Collect every line of the records below that contains the word "metal".

---------- Data ----------

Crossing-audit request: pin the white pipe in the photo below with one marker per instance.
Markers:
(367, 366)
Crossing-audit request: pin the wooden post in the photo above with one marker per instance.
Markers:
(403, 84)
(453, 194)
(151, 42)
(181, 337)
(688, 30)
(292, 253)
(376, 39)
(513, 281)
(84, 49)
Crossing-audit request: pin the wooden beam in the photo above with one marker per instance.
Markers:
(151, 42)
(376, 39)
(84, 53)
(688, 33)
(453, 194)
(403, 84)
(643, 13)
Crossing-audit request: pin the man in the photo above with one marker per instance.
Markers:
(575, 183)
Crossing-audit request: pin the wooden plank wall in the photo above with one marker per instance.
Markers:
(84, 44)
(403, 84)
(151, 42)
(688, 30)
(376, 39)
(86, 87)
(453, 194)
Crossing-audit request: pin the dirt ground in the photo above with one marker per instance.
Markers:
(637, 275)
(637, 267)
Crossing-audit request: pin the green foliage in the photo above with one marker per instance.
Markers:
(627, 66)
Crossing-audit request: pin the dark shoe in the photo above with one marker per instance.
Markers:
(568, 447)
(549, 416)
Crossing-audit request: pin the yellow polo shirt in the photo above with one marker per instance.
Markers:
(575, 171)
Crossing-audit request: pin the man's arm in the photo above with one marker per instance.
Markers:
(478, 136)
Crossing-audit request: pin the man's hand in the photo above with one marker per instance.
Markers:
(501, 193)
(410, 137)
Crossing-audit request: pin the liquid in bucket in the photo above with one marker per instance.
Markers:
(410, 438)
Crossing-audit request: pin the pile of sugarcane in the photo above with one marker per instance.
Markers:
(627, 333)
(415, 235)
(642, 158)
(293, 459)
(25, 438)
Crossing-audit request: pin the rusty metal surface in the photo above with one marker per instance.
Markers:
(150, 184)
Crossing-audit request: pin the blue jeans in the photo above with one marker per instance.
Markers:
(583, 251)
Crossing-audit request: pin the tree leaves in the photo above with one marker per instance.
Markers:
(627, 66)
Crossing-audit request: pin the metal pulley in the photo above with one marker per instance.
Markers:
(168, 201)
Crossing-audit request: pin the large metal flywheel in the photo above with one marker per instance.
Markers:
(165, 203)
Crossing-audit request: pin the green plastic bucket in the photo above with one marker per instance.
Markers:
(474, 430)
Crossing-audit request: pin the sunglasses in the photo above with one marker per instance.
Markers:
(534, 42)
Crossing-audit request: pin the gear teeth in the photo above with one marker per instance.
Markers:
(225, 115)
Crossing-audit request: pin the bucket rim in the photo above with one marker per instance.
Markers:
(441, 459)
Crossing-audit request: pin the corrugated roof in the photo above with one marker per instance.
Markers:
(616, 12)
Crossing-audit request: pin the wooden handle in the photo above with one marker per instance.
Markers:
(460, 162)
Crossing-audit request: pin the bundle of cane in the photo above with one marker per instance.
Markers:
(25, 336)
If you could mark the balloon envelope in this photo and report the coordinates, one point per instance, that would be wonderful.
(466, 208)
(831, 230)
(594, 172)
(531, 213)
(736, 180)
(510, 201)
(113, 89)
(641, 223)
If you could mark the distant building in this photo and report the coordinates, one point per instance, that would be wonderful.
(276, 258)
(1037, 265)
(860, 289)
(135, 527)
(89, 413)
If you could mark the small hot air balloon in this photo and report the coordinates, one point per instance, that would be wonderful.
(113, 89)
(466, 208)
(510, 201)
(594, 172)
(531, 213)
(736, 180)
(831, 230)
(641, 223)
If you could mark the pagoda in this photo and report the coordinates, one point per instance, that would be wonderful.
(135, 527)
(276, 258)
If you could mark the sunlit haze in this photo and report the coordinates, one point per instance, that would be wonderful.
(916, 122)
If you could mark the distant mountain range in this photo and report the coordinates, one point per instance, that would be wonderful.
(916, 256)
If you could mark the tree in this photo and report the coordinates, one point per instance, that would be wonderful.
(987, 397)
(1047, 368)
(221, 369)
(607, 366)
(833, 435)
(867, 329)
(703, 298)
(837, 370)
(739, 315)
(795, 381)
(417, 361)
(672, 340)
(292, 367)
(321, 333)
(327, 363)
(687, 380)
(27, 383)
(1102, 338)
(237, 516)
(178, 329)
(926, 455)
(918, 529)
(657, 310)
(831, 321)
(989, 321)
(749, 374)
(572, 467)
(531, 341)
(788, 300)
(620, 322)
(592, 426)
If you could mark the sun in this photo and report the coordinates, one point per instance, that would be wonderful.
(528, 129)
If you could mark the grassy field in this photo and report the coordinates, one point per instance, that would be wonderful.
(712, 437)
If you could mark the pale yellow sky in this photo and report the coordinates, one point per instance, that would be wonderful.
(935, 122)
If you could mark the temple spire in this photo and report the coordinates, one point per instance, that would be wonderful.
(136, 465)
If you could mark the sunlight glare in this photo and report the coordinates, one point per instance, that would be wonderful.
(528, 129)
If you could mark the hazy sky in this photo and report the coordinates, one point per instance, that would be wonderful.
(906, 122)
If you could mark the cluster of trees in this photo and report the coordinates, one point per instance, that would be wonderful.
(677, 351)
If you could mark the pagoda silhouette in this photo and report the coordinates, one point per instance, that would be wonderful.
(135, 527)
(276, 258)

----------

Task answer -
Crossing-audit request: pin the rusty metal surface in the photo above with one marker per instance.
Crossing-audit request: pin the metal pulley in the photo above with one marker per instance.
Crossing-audit request: pin the large metal flywheel in the photo above with one marker per instance.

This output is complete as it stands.